#### TASK BRIEF:
Drop the pictures from the entries below, then reproduce the rest exactly.

*** MATERIAL SUPPLIED Section Begins ***

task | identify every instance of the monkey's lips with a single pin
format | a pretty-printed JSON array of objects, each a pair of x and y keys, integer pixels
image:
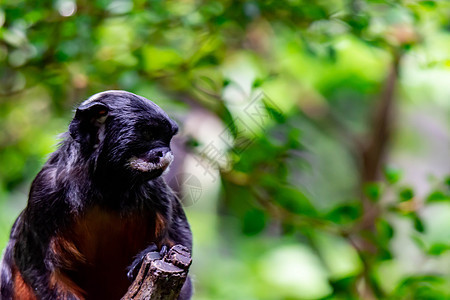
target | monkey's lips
[{"x": 144, "y": 165}]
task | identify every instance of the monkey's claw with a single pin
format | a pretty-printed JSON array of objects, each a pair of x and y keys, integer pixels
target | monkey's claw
[{"x": 133, "y": 269}]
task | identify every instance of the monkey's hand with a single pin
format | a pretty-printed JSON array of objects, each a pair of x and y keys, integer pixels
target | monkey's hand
[{"x": 133, "y": 269}]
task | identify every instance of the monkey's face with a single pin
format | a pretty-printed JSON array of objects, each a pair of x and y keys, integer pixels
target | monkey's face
[{"x": 127, "y": 135}]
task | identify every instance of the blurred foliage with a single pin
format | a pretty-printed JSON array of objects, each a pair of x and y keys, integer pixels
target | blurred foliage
[{"x": 294, "y": 116}]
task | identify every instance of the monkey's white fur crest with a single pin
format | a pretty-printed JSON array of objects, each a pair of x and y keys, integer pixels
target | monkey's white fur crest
[{"x": 146, "y": 166}]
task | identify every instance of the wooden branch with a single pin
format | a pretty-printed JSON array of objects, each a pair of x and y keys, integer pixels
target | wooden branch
[{"x": 161, "y": 278}]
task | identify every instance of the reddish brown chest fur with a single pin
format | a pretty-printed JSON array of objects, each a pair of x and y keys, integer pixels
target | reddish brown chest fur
[{"x": 94, "y": 255}]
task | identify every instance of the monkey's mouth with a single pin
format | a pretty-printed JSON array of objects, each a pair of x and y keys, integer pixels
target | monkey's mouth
[{"x": 145, "y": 165}]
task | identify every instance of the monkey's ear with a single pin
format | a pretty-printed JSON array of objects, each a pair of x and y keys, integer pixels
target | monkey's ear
[{"x": 88, "y": 119}]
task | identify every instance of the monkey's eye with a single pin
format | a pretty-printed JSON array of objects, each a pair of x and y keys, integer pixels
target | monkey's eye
[{"x": 147, "y": 134}]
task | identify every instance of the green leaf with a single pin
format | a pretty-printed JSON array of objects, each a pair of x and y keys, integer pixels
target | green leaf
[
  {"x": 438, "y": 248},
  {"x": 406, "y": 194},
  {"x": 392, "y": 174},
  {"x": 418, "y": 224},
  {"x": 437, "y": 196},
  {"x": 373, "y": 191}
]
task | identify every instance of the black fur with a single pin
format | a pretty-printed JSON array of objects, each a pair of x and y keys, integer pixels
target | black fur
[{"x": 90, "y": 169}]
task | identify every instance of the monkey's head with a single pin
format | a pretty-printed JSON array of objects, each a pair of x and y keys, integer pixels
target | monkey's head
[{"x": 126, "y": 134}]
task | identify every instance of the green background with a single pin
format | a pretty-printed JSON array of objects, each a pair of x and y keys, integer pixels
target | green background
[{"x": 313, "y": 155}]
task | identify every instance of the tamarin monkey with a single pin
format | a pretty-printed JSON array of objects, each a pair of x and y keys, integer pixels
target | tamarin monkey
[{"x": 98, "y": 206}]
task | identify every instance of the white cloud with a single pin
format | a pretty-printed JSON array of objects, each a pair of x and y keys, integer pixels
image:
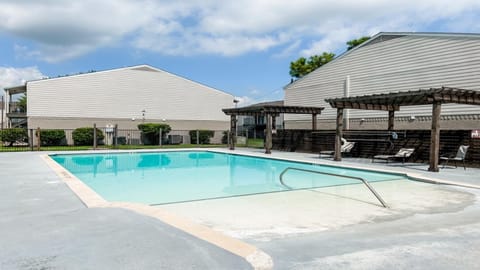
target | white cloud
[
  {"x": 10, "y": 76},
  {"x": 56, "y": 30}
]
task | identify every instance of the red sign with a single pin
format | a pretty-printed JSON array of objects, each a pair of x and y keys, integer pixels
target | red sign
[{"x": 476, "y": 134}]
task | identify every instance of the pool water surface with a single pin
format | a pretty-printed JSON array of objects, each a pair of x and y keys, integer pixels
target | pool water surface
[{"x": 180, "y": 176}]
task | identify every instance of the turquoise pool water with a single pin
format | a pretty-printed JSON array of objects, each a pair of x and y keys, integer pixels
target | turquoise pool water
[{"x": 179, "y": 176}]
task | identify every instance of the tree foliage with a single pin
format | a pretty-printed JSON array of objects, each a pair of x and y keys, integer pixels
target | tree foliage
[
  {"x": 355, "y": 42},
  {"x": 22, "y": 103},
  {"x": 302, "y": 66},
  {"x": 12, "y": 135}
]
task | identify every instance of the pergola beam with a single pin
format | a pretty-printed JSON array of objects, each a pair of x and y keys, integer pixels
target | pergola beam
[
  {"x": 269, "y": 111},
  {"x": 392, "y": 102}
]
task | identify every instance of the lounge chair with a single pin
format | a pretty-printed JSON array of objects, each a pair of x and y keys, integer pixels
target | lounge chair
[
  {"x": 460, "y": 156},
  {"x": 345, "y": 148},
  {"x": 403, "y": 154}
]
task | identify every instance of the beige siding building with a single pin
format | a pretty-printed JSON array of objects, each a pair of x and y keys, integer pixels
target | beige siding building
[
  {"x": 127, "y": 97},
  {"x": 393, "y": 62}
]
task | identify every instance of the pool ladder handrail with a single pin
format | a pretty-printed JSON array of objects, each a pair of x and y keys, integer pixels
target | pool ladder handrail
[{"x": 334, "y": 174}]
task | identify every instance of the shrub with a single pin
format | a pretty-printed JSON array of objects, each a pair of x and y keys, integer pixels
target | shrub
[
  {"x": 151, "y": 131},
  {"x": 203, "y": 136},
  {"x": 11, "y": 135},
  {"x": 84, "y": 136},
  {"x": 51, "y": 137}
]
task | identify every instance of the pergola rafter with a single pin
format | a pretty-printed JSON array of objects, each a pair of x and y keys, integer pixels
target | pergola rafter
[
  {"x": 392, "y": 102},
  {"x": 270, "y": 112}
]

*** MATERIAL SUPPLIED Section Ends ***

#### SOLUTION TO THIS EXERCISE:
task | identify every instance of the monkey's lips with a single pin
format | a pretty-printed JSON array of objects, each a pair of x and y keys, integer pixels
image:
target | monkey's lips
[{"x": 144, "y": 165}]
task | identify every instance of the monkey's claw with a single pin
format | a pretty-printed JSON array of objects, each a pair of x and y keys, integer pixels
target | monkey's claw
[{"x": 133, "y": 269}]
task | identify every instance of the monkey's hand with a single pin
format | a pretty-printed JSON array of objects, each a pair of x and y keys, integer pixels
target | monkey's hand
[{"x": 133, "y": 269}]
task | identify every instance of the monkey's face with a single pin
format | a pretty-printed JSON array of objects, each a pair of x and y keys, integer pixels
target | monkey's face
[{"x": 127, "y": 135}]
task | identify every instance of the blurred foliage with a single pin
format | a pretty-printed JSON array of objects, each a pair of x and y keys, integer pixels
target | blurred foliage
[{"x": 294, "y": 116}]
task | identify every instance of the monkey's white fur crest with a single pin
format | a pretty-printed JSON array of objects, each a pair of x and y keys, integer pixels
target | monkey's white fur crest
[{"x": 146, "y": 166}]
task | identify every instance of the wooden branch with a single pin
format | a pretty-printed JSON array of objects, each a pair of x and y keys, integer pixels
target | wooden branch
[{"x": 161, "y": 278}]
task | identify every instance of the reddish brown chest fur with a single pin
format | a pretty-printed JSON array of objects, each a pair of x and y keys, integer pixels
target | reddish brown chest fur
[{"x": 94, "y": 255}]
task | identify every instance of the monkey's mouth with a single pin
format | a pretty-printed JSON array of objects, each a pair of x and y keys, integer pixels
target | monkey's mouth
[{"x": 145, "y": 165}]
task | identify every instance of the monkey's ear with a single pin
format | a pretty-printed JSON array of objects, each a pair of x and y keys, integer pixels
target | monkey's ear
[{"x": 88, "y": 119}]
task | identify every instance of the monkey's eye with a single pin
format | a pretty-printed JSON array of objects, each a pair of x and y keys, integer pixels
target | monkey's eye
[{"x": 147, "y": 134}]
task | identify every instance of the green leaf with a single pin
format | a pretty-printed JSON array of objects, each a pair of x and y keys, integer pixels
target | green leaf
[
  {"x": 438, "y": 248},
  {"x": 406, "y": 194},
  {"x": 392, "y": 174},
  {"x": 418, "y": 224},
  {"x": 437, "y": 196},
  {"x": 373, "y": 191}
]
task | identify every instance of the black fur with a single pin
format | a pretty-printed JSON array of objects, each a pair of x and y keys, integer pixels
target | black fur
[{"x": 90, "y": 169}]
task | identify every instance of the monkey's head with a single pin
format | a pretty-printed JSON array of objects, each a pair of x and y keys, integer pixels
target | monkey's head
[{"x": 126, "y": 134}]
task | identify every instance of the green background with a single pin
format | a pretty-printed JSON array of objects, each a pair of x and y keys, integer pixels
target | green background
[{"x": 313, "y": 155}]
task | identify every instance of the tamarin monkey with a single pin
format | a pretty-printed JSON array of objects, each a pair of x and y keys, integer pixels
target | tamarin monkey
[{"x": 98, "y": 206}]
task | identify every instance of the white cloud with a single pin
format | a pretty-printed JSON array of objects, each a pair of x and y keys, integer pixels
image:
target | white cloud
[
  {"x": 10, "y": 76},
  {"x": 56, "y": 30}
]
task | identify every instance of the red sign with a single pin
format | a pretty-printed JSON array of objects, each a pair of x and y keys, integer pixels
target | red sign
[{"x": 476, "y": 134}]
task | identify every instance of the pool water surface with a single pin
format | a pretty-printed JSON array of objects, each a pair of x and y keys, integer pixels
target | pool water surface
[{"x": 180, "y": 176}]
task | identify every instance of the turquoise pool water with a single pin
format | a pretty-printed JSON array of objects, each a pair of x and y keys, integer pixels
target | turquoise pool water
[{"x": 179, "y": 176}]
task | identify every instance of the tree foliage with a single pin
format | a pretty-printed JSON array of objects, each a pair of x and y keys, integer pixels
target | tree foliage
[
  {"x": 355, "y": 42},
  {"x": 22, "y": 103},
  {"x": 302, "y": 66},
  {"x": 12, "y": 135}
]
task | identify every instance of the pergola beam with a single pin
format | a pretty-printed JSON array of objects, each a pair of x and y keys, integer pixels
target | pergola beam
[
  {"x": 269, "y": 111},
  {"x": 392, "y": 102}
]
task | identify every instance of the lounge chair with a single pin
format | a pretty-printed JSON array of objects, each a pair of x and y keys, integer pixels
target | lounge chair
[
  {"x": 460, "y": 156},
  {"x": 345, "y": 148},
  {"x": 403, "y": 154}
]
task | identify every instance of the beige siding building with a single pin
format | a pretty-printed JSON array of objects, each a pair of x and y keys, integer pixels
target | beige siding building
[
  {"x": 127, "y": 97},
  {"x": 393, "y": 62}
]
task | identify every instance of the pool ladder handrail with a single pin
format | a pretty-printed JSON array of objects, each a pair of x and y keys, integer pixels
target | pool ladder handrail
[{"x": 334, "y": 174}]
task | identify every instance of the shrub with a single pin
format | a pretty-printed JSON array of objects, each a pair of x and y keys, integer pixels
target | shrub
[
  {"x": 151, "y": 131},
  {"x": 203, "y": 136},
  {"x": 11, "y": 135},
  {"x": 84, "y": 136},
  {"x": 51, "y": 137}
]
task | identify every instance of the pergola rafter with a single pin
format | a pretty-printed JSON array of objects, each a pair of x and y keys, integer pixels
target | pergola rafter
[
  {"x": 392, "y": 102},
  {"x": 270, "y": 112}
]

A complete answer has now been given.